Return each line of the listing below that contains the word "white", treating uppercase and lowercase letters as distinct.

[Location identification listing]
------------

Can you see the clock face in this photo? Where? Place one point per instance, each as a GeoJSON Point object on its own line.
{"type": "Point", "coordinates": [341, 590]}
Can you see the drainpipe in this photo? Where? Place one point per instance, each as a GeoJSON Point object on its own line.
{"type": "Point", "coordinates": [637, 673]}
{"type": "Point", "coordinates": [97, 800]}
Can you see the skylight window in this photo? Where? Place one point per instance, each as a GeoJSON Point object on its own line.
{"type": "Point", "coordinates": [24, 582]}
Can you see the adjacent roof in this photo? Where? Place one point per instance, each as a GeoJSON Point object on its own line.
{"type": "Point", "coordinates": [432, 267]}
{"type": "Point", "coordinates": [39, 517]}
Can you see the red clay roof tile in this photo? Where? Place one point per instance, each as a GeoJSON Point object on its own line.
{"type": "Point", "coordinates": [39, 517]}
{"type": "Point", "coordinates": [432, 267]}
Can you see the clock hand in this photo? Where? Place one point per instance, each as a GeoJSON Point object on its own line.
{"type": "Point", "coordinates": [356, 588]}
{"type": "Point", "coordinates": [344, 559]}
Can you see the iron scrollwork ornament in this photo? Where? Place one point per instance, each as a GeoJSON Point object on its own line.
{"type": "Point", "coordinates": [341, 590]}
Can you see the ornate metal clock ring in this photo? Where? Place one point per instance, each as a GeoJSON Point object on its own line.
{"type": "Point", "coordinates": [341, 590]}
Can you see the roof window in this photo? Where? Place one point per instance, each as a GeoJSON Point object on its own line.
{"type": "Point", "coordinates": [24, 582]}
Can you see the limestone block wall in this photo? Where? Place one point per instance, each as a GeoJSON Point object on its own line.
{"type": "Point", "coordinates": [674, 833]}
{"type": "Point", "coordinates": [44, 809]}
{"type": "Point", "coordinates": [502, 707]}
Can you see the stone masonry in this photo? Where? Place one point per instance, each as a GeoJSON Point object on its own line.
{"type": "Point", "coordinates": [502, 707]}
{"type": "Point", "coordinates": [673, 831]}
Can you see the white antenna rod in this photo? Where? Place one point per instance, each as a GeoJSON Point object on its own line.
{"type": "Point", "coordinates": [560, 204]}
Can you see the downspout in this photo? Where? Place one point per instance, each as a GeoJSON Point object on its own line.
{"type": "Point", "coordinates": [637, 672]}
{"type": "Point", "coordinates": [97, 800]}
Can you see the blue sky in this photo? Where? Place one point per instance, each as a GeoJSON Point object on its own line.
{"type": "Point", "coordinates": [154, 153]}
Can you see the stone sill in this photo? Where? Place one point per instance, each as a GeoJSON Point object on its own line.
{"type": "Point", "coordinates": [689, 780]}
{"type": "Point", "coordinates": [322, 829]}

------------

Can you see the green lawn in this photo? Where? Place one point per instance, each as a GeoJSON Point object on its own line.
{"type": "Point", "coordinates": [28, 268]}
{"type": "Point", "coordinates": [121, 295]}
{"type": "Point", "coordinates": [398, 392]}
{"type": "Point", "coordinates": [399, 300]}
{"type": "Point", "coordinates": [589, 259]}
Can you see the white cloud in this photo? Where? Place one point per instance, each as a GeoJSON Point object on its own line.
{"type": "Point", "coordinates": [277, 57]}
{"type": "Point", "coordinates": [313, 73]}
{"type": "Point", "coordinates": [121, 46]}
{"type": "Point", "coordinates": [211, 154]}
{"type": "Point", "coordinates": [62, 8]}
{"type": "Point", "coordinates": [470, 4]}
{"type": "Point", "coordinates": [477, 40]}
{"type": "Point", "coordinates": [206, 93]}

------------

▶ _Exercise response_
Can you see the white antenna rod in this photo? Where? Place one point per instance, each as a GeoJSON Point object on its own line.
Can you see the white cloud in this photo? Where? Place one point per instance, each as a GeoJSON Point object on its own line.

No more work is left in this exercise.